*TASK GOAL*
Transcribe all of the records exactly, leaving every line as it is.

*TASK MATERIAL*
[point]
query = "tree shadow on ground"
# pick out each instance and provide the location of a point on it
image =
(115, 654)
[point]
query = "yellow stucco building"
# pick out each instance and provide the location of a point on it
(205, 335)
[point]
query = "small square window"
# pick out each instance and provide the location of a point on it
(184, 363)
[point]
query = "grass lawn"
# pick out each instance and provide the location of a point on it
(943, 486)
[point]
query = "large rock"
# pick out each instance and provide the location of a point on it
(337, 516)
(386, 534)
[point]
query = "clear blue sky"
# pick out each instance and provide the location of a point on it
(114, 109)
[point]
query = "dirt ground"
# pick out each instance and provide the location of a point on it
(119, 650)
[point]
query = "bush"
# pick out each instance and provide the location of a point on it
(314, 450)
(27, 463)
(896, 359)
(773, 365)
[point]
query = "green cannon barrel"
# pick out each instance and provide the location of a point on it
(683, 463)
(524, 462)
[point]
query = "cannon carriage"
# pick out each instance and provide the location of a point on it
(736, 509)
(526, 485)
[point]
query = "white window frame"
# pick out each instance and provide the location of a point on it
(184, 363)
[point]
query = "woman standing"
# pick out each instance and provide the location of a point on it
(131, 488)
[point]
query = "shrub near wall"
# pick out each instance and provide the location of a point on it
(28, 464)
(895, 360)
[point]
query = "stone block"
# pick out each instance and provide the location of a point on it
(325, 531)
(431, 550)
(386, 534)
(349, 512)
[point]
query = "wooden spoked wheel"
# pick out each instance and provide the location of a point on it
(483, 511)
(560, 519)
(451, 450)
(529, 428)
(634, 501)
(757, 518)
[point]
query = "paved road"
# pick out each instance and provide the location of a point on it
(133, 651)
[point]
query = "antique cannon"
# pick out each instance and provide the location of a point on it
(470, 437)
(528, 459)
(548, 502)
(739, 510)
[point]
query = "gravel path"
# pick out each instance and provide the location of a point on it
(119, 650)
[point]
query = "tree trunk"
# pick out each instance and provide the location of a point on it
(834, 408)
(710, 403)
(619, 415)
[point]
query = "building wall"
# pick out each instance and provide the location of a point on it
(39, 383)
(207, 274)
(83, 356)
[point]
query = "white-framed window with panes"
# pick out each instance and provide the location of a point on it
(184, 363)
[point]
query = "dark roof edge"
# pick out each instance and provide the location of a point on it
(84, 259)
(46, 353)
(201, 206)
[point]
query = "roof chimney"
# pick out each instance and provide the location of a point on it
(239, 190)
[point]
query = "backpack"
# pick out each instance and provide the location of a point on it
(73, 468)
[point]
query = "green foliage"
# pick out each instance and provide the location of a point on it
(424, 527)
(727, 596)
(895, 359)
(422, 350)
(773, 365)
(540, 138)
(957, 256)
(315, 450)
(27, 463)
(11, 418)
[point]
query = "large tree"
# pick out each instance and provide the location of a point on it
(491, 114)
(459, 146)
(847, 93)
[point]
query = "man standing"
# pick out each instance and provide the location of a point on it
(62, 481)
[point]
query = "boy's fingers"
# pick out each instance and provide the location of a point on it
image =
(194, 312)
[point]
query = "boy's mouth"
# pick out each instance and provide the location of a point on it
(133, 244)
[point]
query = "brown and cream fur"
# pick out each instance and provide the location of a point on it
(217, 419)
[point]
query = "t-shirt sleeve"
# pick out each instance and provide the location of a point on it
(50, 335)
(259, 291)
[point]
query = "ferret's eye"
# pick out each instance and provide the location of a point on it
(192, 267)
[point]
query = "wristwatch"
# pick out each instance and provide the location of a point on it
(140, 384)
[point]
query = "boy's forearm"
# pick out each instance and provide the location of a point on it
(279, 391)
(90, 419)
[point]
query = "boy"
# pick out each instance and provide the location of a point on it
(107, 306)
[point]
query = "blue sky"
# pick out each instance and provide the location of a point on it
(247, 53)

*SOLUTION FOR THIS EXERCISE*
[point]
query = "tree shadow on ground"
# pick out each instance and provide the location of a point on it
image =
(115, 654)
[point]
query = "yellow stucco building"
# pick out each instance and provide the location of a point on it
(205, 335)
[point]
query = "small square window"
# pick out each instance and provide the location of a point on it
(184, 363)
[point]
query = "grass lawn"
# pick out each instance and provide the location of a point on it
(943, 486)
[point]
query = "large rock"
# pick out each instance and provide the location of a point on it
(337, 516)
(386, 534)
[point]
query = "clear blue sky"
# pick out each instance and provide the location of a point on it
(114, 109)
[point]
query = "dirt ground"
# pick out each instance and provide the location of a point on it
(119, 650)
[point]
query = "bush"
# pick out each instance and provide the location of a point on it
(314, 450)
(27, 463)
(896, 359)
(773, 365)
[point]
query = "green cannon barrel"
# pick out each instance and provide the location of a point on it
(683, 463)
(524, 462)
[point]
query = "cannon carriage"
# pick out each instance and provide the location of a point on it
(736, 509)
(526, 485)
[point]
query = "white window frame"
# pick out each instance and provide the location of a point on it
(184, 363)
[point]
query = "woman standing"
# pick out each instance and provide the location of a point on it
(131, 488)
[point]
query = "shrub near wall"
# pick out each instance and provide the location of a point on it
(28, 464)
(895, 360)
[point]
query = "stone block"
# pick out each instance and provide the location of a point on it
(325, 531)
(431, 550)
(386, 534)
(349, 512)
[point]
query = "wooden spoked wheel"
# pick out each instance and provide the location of a point on it
(483, 511)
(560, 519)
(451, 450)
(529, 428)
(634, 501)
(757, 518)
[point]
query = "paved road"
# pick out each instance and provide the location of a point on it
(133, 651)
[point]
query = "antique cannon"
# pick out each instance and provide the location of a point on it
(470, 437)
(528, 459)
(548, 502)
(739, 510)
[point]
query = "gravel path"
# pick out each instance and provide the location of a point on it
(119, 650)
[point]
query = "tree trunk"
# pick out each instance and provide the location of a point on it
(834, 408)
(710, 403)
(619, 415)
[point]
query = "building wall"
# pick out each instance and provide the location of a point on it
(39, 383)
(207, 274)
(83, 356)
[point]
query = "white-framed window with panes"
# pick out each instance and provide the location of a point on it
(184, 363)
[point]
query = "dark roof edge"
# pick out each instance and provide the location of a point on it
(84, 259)
(46, 353)
(201, 206)
[point]
query = "roof chimney"
# pick out each instance and provide the location of a point on it
(239, 190)
[point]
query = "backpack"
# pick out each instance and provide the location of a point on it
(73, 468)
[point]
query = "green foliage"
# pick out each instance and provide the location of a point on it
(424, 527)
(727, 596)
(895, 359)
(422, 350)
(773, 365)
(540, 138)
(957, 256)
(315, 450)
(27, 463)
(11, 418)
[point]
query = "large tree"
# pick out each instance and provide the location of a point on it
(491, 114)
(459, 146)
(847, 93)
[point]
query = "man standing"
# pick out each instance and provide the location of a point on it
(62, 481)
[point]
query = "boy's fingers"
# pick out each instance and provide the location of a point on it
image =
(194, 312)
[point]
query = "boy's mouth"
# pick out each instance and provide the location of a point on it
(133, 244)
[point]
query = "brown and cream fur"
# pick out each instance and provide the location of a point on it
(217, 419)
[point]
query = "t-shirt sleeve"
# pick out each instance and provide the location of a point on it
(50, 335)
(259, 291)
[point]
query = "ferret's eye"
# pick out each instance and provide the location of a point on it
(192, 267)
[point]
query = "wristwatch"
# pick out each instance and provide the location of a point on it
(140, 384)
[point]
query = "boy's forearm"
# pick out each instance and provide the location of a point on it
(279, 391)
(90, 419)
[point]
query = "boy"
# pick out each instance and provide the location of a point on it
(107, 306)
[point]
query = "blue sky"
# pick out each instance and provide the location of a point on it
(247, 53)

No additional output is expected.